Identify every line in the records below that contains the word "neck", and copy each such line in full.

◆ Available data
§

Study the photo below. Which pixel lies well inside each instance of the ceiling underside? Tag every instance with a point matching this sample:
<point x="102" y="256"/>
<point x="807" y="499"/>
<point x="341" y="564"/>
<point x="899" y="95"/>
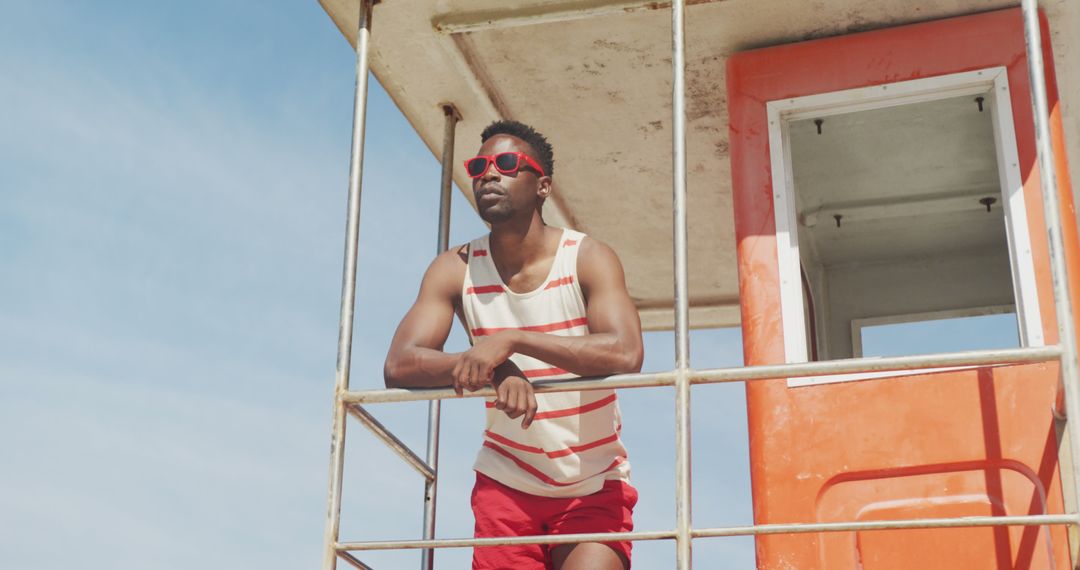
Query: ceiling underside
<point x="595" y="78"/>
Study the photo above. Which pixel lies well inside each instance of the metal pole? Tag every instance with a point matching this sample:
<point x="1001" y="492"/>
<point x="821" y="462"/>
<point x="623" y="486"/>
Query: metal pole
<point x="434" y="409"/>
<point x="683" y="546"/>
<point x="348" y="290"/>
<point x="788" y="528"/>
<point x="713" y="376"/>
<point x="1048" y="177"/>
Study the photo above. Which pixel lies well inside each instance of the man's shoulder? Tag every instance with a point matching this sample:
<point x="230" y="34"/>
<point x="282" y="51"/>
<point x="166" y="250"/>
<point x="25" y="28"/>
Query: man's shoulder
<point x="447" y="270"/>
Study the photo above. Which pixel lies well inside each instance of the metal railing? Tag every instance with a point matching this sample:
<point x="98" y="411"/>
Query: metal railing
<point x="682" y="377"/>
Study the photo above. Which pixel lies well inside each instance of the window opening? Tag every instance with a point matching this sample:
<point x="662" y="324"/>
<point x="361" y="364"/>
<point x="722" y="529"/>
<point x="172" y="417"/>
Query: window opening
<point x="936" y="333"/>
<point x="900" y="215"/>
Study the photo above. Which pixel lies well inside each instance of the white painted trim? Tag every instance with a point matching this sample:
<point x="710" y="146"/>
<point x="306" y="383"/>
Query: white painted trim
<point x="787" y="241"/>
<point x="1016" y="231"/>
<point x="993" y="81"/>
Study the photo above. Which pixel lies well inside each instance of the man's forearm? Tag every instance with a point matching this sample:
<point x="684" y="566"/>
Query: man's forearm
<point x="596" y="354"/>
<point x="419" y="367"/>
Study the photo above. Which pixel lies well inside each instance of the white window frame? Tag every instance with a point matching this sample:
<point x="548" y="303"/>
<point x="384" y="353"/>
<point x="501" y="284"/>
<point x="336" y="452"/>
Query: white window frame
<point x="994" y="83"/>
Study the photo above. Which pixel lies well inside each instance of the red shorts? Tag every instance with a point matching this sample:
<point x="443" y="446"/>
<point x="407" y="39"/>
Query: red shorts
<point x="504" y="512"/>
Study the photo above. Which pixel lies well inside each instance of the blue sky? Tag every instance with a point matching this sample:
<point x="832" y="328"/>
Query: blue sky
<point x="172" y="218"/>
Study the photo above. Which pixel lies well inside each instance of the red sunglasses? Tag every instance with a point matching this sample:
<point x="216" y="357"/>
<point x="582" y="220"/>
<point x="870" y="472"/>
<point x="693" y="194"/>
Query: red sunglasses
<point x="504" y="162"/>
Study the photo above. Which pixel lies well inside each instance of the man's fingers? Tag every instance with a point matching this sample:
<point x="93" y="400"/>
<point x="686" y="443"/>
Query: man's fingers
<point x="514" y="408"/>
<point x="500" y="396"/>
<point x="530" y="411"/>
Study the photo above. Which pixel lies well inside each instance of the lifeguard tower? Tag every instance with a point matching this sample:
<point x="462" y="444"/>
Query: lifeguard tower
<point x="836" y="166"/>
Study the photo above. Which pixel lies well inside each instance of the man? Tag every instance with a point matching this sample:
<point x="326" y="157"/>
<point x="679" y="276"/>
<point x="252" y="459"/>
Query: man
<point x="539" y="302"/>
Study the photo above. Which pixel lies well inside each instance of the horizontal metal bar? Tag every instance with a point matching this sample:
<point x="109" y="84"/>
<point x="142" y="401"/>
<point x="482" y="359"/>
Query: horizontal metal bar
<point x="542" y="14"/>
<point x="635" y="380"/>
<point x="794" y="528"/>
<point x="799" y="528"/>
<point x="391" y="440"/>
<point x="732" y="375"/>
<point x="878" y="364"/>
<point x="353" y="561"/>
<point x="503" y="541"/>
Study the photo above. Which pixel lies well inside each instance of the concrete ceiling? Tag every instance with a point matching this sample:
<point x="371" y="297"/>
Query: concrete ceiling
<point x="595" y="77"/>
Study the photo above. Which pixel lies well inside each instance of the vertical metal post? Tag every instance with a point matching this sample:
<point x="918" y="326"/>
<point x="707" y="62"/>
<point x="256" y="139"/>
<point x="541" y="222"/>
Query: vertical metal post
<point x="348" y="289"/>
<point x="431" y="487"/>
<point x="683" y="545"/>
<point x="1048" y="177"/>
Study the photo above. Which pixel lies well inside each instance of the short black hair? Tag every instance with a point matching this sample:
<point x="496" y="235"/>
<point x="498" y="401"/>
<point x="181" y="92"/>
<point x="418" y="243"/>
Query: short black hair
<point x="544" y="153"/>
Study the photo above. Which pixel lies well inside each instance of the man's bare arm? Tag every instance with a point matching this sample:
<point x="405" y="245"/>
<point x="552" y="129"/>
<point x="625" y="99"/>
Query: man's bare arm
<point x="416" y="357"/>
<point x="613" y="342"/>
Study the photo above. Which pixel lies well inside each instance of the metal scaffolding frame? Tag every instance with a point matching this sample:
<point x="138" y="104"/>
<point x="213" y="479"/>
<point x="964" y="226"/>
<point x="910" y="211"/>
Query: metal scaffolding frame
<point x="682" y="377"/>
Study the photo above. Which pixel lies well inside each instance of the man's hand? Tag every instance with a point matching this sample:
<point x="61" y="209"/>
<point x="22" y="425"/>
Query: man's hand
<point x="515" y="397"/>
<point x="475" y="367"/>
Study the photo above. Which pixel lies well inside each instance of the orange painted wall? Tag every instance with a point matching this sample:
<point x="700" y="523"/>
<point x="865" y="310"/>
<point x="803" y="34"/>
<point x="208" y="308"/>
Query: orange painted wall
<point x="975" y="442"/>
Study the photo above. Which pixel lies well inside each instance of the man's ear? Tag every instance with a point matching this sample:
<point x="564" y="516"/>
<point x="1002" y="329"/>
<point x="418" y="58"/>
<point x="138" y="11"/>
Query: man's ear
<point x="544" y="189"/>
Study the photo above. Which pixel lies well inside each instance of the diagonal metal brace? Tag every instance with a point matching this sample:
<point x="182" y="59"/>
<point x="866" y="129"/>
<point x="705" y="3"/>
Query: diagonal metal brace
<point x="392" y="442"/>
<point x="353" y="560"/>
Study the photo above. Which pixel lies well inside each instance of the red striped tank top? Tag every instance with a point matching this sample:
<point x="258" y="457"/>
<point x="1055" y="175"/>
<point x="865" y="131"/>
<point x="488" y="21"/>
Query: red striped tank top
<point x="572" y="445"/>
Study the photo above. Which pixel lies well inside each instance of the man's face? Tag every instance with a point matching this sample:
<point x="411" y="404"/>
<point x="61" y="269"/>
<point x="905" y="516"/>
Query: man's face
<point x="500" y="197"/>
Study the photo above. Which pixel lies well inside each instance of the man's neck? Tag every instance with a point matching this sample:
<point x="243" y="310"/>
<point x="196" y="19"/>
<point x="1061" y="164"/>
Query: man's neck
<point x="514" y="244"/>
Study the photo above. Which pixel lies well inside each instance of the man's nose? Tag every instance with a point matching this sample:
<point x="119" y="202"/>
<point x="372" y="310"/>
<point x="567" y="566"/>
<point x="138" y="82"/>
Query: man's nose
<point x="491" y="173"/>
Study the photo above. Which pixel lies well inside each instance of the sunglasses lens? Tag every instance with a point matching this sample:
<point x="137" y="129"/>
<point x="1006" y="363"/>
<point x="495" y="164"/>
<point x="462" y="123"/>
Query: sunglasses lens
<point x="507" y="162"/>
<point x="476" y="166"/>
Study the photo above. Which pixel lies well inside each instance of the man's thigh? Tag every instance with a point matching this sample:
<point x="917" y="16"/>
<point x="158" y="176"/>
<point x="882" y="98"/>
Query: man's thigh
<point x="588" y="556"/>
<point x="609" y="510"/>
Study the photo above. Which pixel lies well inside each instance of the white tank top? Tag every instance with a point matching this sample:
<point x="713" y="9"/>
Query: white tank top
<point x="572" y="445"/>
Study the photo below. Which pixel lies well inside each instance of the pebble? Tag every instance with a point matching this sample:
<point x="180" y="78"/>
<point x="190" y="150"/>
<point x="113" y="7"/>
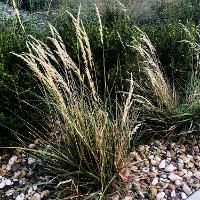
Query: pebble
<point x="169" y="168"/>
<point x="183" y="195"/>
<point x="171" y="187"/>
<point x="186" y="189"/>
<point x="155" y="181"/>
<point x="173" y="193"/>
<point x="180" y="166"/>
<point x="197" y="174"/>
<point x="173" y="177"/>
<point x="31" y="160"/>
<point x="162" y="164"/>
<point x="160" y="195"/>
<point x="178" y="183"/>
<point x="20" y="197"/>
<point x="153" y="191"/>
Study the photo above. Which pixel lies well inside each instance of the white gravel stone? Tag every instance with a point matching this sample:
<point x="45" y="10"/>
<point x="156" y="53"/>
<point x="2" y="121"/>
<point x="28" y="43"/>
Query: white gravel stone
<point x="160" y="195"/>
<point x="155" y="181"/>
<point x="20" y="197"/>
<point x="173" y="177"/>
<point x="162" y="164"/>
<point x="186" y="189"/>
<point x="8" y="182"/>
<point x="157" y="158"/>
<point x="178" y="182"/>
<point x="2" y="183"/>
<point x="37" y="196"/>
<point x="31" y="160"/>
<point x="197" y="174"/>
<point x="170" y="168"/>
<point x="16" y="174"/>
<point x="173" y="193"/>
<point x="183" y="195"/>
<point x="10" y="192"/>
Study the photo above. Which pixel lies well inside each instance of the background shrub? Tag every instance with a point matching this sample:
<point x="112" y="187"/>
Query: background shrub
<point x="17" y="86"/>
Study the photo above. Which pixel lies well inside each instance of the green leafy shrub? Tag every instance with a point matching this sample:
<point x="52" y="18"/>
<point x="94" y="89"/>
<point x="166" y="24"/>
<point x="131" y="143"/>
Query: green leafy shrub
<point x="17" y="86"/>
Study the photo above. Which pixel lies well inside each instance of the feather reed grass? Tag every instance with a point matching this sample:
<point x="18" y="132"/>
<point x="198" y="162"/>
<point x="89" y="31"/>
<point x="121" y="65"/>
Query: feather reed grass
<point x="90" y="146"/>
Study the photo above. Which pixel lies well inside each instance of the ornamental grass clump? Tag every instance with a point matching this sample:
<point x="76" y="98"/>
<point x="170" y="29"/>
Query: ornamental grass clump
<point x="162" y="111"/>
<point x="89" y="145"/>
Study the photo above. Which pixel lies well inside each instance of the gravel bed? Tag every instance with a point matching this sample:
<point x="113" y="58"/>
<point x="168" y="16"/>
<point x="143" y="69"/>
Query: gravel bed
<point x="154" y="171"/>
<point x="18" y="176"/>
<point x="163" y="172"/>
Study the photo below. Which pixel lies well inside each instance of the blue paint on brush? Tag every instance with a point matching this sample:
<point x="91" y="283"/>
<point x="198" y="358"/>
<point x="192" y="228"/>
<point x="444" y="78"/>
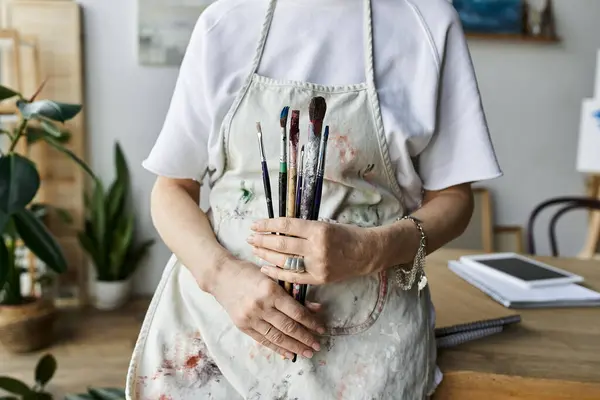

§

◆ Solution for this task
Study the photo above. Which pixel lies well inside each instance of the man's neck? Tag every instance with a point matching this sample:
Query: man's neck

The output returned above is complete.